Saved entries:

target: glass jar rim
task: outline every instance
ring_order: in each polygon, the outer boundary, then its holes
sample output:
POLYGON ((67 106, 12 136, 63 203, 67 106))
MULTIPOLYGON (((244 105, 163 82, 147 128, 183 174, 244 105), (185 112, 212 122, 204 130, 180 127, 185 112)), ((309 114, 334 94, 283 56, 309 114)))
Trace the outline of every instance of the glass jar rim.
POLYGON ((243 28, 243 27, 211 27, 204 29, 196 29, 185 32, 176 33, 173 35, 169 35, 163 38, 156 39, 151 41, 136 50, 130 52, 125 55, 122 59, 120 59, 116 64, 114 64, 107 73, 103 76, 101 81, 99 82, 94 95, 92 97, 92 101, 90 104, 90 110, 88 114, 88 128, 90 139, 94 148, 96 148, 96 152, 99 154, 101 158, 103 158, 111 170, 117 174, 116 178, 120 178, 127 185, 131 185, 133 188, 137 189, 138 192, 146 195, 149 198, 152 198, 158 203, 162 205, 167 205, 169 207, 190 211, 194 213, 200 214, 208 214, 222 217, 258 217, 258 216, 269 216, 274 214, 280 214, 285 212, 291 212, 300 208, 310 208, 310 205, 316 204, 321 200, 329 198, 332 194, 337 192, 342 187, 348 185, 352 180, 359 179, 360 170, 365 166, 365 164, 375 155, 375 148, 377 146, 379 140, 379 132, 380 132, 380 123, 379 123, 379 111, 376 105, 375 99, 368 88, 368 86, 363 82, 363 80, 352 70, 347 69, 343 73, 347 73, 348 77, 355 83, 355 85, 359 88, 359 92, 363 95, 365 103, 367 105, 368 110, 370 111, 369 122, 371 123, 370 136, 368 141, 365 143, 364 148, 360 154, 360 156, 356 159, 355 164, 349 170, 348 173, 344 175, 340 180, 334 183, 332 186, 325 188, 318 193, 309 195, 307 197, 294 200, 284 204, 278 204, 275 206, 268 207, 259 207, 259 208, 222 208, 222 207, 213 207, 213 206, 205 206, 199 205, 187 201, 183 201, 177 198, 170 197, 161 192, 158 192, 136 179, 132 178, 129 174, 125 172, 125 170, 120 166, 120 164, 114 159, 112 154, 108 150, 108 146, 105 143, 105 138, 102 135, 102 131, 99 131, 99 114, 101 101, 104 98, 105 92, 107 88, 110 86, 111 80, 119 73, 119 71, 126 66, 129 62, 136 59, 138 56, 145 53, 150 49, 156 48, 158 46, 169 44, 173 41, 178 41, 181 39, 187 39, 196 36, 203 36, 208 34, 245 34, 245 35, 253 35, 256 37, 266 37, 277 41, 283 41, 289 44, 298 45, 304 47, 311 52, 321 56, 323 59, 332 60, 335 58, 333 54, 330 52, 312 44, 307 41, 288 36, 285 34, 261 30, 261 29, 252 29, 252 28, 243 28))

Problem: Count the lines in the material above that contain the string "every". Give only the number.

Output for this exercise: 2